## DESCRIPTION OF THE TASK
With the pictures removed, reproduce exactly the lines from the one that contains "of the dense" through the last line of the entries below.

[INFORMATION PROVIDED Boundary: Start]

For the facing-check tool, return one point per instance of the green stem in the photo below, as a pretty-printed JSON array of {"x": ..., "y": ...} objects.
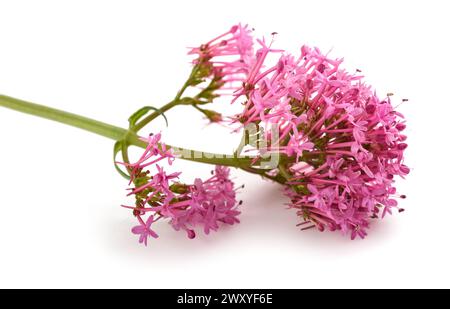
[{"x": 116, "y": 133}]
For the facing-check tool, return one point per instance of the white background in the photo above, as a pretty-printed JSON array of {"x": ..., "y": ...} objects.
[{"x": 60, "y": 220}]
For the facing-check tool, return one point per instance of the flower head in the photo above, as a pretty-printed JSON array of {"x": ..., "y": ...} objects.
[
  {"x": 160, "y": 195},
  {"x": 341, "y": 144},
  {"x": 226, "y": 59}
]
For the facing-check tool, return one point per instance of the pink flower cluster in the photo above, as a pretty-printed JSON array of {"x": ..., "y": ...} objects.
[
  {"x": 341, "y": 145},
  {"x": 226, "y": 58},
  {"x": 161, "y": 196}
]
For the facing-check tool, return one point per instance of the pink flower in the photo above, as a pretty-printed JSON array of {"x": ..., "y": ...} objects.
[
  {"x": 342, "y": 144},
  {"x": 205, "y": 204},
  {"x": 227, "y": 57},
  {"x": 143, "y": 230}
]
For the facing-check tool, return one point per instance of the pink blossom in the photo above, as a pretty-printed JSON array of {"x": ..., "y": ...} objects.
[
  {"x": 342, "y": 144},
  {"x": 143, "y": 230},
  {"x": 160, "y": 195}
]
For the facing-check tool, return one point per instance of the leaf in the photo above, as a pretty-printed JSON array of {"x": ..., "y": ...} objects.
[
  {"x": 117, "y": 149},
  {"x": 135, "y": 117}
]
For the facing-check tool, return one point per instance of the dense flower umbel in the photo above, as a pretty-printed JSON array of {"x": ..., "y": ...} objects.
[
  {"x": 225, "y": 60},
  {"x": 341, "y": 144},
  {"x": 160, "y": 196}
]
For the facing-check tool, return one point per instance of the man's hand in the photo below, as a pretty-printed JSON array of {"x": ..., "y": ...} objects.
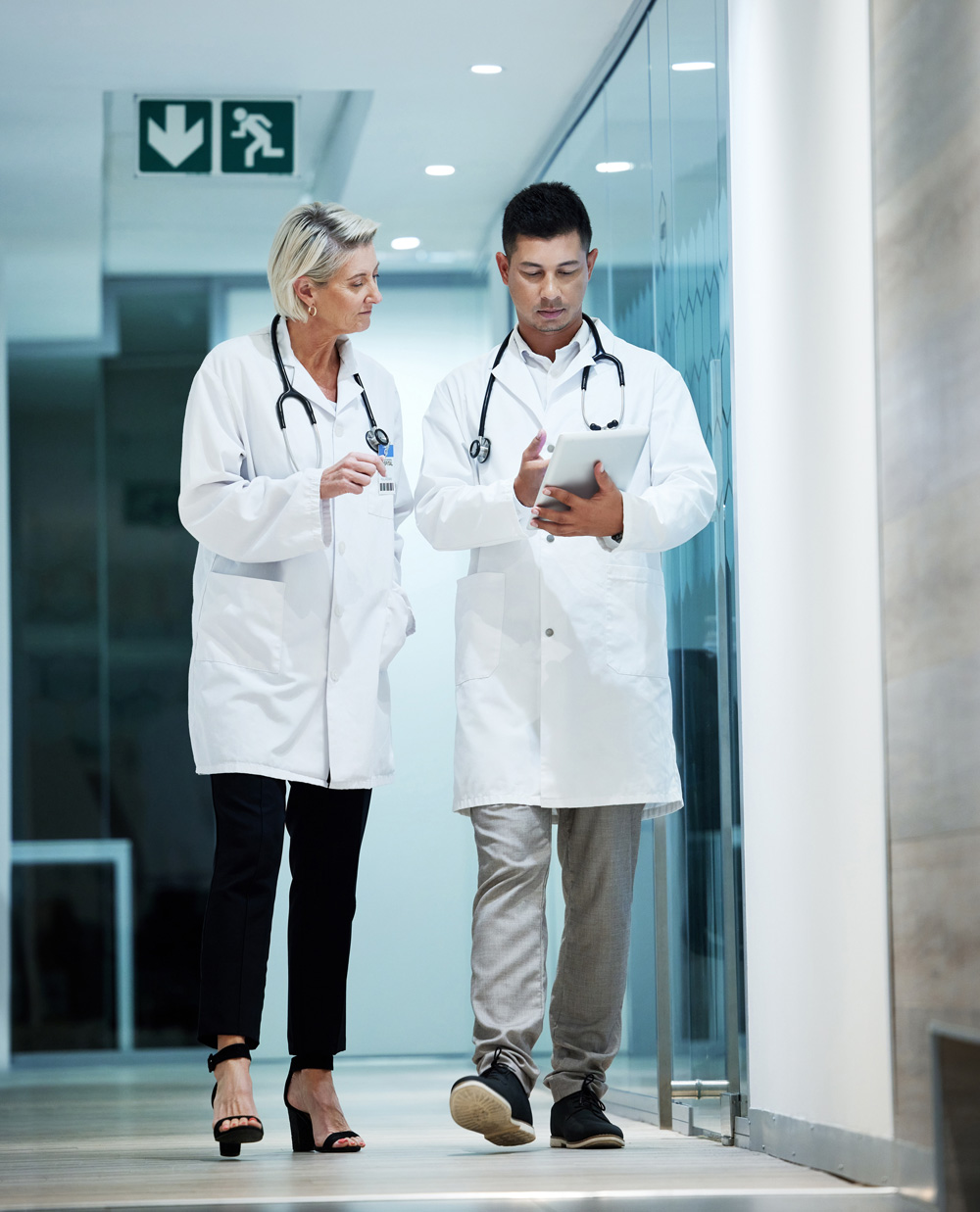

[INFORMATION PROVIDED Boundary: End]

## RESPONSE
For the facing-check tool, return one point per instance of the dense flower umbel in the photo above, as a pretty-printed JSON array of {"x": ..., "y": ...} objects.
[
  {"x": 225, "y": 60},
  {"x": 341, "y": 144},
  {"x": 160, "y": 196}
]
For the facing-check tool, return one point per instance of the man's hand in the photo below, as a pretty-printed JSON array of {"x": ..., "y": ...} objects.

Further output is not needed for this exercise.